_EXTRACTED TEXT_.
━━━━
In 1885, the Montezuma Valley Irrigation District completed a tunnel that moved water from the Dolores River to the Montezuma Valley. This trans-basin diversion allowed the town of Cortez and the entire valley to grow and thrive.  But this transfer, and later McPhee dam, changed the Dolores River. A hundred and fifty years later, the community is working to find a balance between keeping the water it has long relied on, and meeting federal requirements for healthy fish and a protected river downstream. Reporter Stephanie Paige Ogburn has more on those efforts.

Don Schwindt's hay fields cut a green swath across 400 acres a few miles outside of Cortez. On a warm fall day, he walks out near a barn and points out a row of tall cottonwood trees.

"It's fall, and they've got some beautiful colors to them," said Schwindt.

The water that feeds those trees, Schwindt's hay, and most of the farm fields in the Montezuma Valley comes from the Dolores River. Farmers have been diverting from the river for over 150 years. In today's world, though, the lower Dolores River is supposed to serve more than farmers. It is a home for native fish, a canyon with wilderness characteristics, a rafting destination. Those competing needs are what has led the community to try and create a new way forward on the river.
━━━━
_TASKS TO PERFORM_.
#1 According to the Dolores River text, in what year did the Montezuma Valley Irrigation District complete its tunnel?
#2 Repeat the Dolores River text from "In 1885, the" up to and including "on those efforts.".
The rows that come next have no connection to the Dolores River text.

_SUPPLIED INFORMATION_.
━━━━
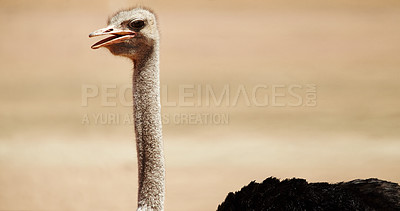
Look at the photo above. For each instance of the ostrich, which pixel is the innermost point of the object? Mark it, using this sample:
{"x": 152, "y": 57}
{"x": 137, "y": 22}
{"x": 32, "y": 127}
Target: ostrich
━━━━
_IN RESPONSE_.
#1 1885

#2
In 1885, the Montezuma Valley Irrigation District completed a tunnel that moved water from the Dolores River to the Montezuma Valley. This trans-basin diversion allowed the town of Cortez and the entire valley to grow and thrive.  But this transfer, and later McPhee dam, changed the Dolores River. A hundred and fifty years later, the community is working to find a balance between keeping the water it has long relied on, and meeting federal requirements for healthy fish and a protected river downstream. Reporter Stephanie Paige Ogburn has more on those efforts.